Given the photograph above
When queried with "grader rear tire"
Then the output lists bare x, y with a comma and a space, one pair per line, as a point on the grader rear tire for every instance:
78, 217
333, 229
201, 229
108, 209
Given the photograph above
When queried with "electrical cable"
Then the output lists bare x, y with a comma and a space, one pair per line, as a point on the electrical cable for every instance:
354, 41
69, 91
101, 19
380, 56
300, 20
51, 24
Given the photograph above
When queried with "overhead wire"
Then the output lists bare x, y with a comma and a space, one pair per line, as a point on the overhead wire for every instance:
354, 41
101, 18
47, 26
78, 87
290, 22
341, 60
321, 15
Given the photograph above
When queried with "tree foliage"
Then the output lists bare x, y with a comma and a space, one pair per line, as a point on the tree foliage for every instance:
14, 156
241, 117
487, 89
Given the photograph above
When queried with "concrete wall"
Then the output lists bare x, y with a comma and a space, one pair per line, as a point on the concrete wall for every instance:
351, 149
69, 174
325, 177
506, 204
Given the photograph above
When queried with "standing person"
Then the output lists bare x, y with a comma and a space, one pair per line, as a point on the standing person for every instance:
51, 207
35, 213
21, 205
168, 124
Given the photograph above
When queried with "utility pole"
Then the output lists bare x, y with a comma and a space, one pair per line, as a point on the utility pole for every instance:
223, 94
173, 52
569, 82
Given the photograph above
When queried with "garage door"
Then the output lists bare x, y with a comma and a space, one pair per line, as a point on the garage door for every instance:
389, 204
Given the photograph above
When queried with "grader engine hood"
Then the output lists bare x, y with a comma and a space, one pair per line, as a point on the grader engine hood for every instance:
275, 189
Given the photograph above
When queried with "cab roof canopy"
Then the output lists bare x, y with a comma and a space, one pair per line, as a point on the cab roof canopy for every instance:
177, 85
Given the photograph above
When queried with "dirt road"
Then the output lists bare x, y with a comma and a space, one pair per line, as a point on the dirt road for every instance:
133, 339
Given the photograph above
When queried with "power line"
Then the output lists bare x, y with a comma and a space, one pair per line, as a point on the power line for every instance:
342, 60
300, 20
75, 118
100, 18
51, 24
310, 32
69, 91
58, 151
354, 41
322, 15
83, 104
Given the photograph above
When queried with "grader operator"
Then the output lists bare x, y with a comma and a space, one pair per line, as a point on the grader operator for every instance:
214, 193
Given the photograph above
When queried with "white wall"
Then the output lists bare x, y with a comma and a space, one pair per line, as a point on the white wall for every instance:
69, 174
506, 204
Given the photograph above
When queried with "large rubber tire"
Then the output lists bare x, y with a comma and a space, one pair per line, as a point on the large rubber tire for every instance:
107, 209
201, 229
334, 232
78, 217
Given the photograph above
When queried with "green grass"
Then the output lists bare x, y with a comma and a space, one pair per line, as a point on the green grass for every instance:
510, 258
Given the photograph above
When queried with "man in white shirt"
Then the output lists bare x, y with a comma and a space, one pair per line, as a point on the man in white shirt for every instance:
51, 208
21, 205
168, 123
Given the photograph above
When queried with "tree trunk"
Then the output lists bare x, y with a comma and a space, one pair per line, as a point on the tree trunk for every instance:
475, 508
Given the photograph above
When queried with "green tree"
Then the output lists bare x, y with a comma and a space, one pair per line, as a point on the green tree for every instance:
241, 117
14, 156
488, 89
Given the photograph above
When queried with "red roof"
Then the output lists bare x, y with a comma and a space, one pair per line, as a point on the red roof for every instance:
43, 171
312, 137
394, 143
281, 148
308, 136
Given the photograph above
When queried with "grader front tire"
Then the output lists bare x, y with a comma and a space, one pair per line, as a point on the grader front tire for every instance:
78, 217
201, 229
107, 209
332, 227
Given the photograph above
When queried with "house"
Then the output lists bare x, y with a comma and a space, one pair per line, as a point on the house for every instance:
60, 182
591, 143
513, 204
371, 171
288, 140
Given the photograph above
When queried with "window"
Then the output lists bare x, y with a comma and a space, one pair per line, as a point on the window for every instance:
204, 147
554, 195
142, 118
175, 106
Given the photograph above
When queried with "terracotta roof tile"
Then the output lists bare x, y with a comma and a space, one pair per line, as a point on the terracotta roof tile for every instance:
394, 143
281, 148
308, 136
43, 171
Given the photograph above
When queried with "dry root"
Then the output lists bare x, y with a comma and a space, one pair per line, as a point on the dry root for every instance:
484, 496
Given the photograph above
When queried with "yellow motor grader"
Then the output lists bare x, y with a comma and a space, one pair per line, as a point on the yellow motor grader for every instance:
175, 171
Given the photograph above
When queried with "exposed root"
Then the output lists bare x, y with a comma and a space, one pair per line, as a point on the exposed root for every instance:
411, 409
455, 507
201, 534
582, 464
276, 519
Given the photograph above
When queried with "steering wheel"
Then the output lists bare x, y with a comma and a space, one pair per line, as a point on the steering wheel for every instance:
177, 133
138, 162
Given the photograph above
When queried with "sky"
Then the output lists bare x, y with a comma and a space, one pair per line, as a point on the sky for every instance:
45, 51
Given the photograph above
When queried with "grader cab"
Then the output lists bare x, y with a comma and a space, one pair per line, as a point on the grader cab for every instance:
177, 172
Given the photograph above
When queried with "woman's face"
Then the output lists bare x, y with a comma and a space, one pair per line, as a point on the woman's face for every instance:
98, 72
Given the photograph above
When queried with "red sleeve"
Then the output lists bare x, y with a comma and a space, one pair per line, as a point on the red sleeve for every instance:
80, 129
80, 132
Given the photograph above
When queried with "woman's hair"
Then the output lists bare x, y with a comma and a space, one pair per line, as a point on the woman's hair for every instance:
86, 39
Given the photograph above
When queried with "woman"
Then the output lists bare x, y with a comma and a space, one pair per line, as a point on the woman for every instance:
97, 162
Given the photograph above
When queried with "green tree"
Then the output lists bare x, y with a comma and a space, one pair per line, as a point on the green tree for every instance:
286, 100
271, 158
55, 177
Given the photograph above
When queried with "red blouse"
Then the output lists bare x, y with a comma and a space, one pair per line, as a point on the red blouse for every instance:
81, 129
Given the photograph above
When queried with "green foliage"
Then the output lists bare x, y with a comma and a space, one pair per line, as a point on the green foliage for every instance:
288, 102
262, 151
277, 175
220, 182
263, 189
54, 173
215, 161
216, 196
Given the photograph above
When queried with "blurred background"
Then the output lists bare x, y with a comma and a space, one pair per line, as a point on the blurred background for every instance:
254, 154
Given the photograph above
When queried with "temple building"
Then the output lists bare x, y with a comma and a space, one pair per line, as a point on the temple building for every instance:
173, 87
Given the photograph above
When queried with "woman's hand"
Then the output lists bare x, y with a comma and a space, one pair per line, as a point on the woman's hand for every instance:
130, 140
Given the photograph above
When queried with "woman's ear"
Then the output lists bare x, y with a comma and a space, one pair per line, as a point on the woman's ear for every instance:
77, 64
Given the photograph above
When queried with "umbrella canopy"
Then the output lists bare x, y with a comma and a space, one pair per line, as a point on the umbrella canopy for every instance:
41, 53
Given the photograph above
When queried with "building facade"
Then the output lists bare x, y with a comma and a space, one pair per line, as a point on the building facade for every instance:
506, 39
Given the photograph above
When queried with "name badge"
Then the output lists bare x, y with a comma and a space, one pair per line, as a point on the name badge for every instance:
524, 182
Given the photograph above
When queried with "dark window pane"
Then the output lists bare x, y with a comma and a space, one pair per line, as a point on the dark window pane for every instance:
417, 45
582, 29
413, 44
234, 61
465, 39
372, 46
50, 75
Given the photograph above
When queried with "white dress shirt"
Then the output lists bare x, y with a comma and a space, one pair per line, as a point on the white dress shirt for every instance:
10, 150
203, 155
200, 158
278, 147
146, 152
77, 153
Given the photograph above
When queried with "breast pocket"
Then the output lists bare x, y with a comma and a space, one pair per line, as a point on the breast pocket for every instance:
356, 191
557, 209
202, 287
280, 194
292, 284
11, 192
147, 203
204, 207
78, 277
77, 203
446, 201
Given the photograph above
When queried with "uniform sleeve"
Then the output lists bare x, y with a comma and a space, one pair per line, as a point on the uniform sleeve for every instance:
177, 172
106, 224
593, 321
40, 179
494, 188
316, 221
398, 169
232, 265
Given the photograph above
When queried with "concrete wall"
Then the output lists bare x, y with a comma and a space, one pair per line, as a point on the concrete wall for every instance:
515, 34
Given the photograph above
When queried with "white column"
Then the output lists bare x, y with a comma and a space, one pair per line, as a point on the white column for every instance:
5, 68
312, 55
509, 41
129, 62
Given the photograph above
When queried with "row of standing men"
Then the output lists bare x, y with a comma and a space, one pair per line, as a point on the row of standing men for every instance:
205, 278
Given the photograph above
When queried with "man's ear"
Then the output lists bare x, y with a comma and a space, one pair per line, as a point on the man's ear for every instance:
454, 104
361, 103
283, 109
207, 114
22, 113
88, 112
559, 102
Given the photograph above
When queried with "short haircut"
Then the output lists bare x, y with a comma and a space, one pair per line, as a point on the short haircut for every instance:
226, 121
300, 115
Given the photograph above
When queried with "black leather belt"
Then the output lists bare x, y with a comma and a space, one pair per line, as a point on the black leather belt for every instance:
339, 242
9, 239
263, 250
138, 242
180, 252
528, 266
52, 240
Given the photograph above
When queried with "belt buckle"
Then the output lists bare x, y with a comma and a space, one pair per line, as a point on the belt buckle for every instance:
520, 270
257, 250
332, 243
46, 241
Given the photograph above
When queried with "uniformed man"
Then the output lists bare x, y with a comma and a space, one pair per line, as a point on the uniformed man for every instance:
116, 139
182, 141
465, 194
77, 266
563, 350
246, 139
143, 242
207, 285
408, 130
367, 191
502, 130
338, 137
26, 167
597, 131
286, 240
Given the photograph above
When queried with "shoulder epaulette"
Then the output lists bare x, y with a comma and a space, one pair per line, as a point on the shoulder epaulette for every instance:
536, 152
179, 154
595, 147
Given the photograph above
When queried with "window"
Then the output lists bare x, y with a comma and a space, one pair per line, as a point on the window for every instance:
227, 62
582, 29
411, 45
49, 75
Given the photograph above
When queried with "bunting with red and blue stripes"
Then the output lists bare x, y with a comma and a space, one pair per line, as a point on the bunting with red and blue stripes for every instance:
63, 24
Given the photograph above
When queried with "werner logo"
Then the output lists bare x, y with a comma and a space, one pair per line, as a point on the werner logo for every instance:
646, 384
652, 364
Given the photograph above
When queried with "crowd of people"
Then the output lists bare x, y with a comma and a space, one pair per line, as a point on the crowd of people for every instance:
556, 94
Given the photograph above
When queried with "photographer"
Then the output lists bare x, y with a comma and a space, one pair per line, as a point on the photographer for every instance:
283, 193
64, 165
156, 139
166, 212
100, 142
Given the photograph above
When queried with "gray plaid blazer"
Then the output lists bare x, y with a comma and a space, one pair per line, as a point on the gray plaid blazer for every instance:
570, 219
--- --- ---
State how many lines in the material above contain the word "motor". Give only the number.

2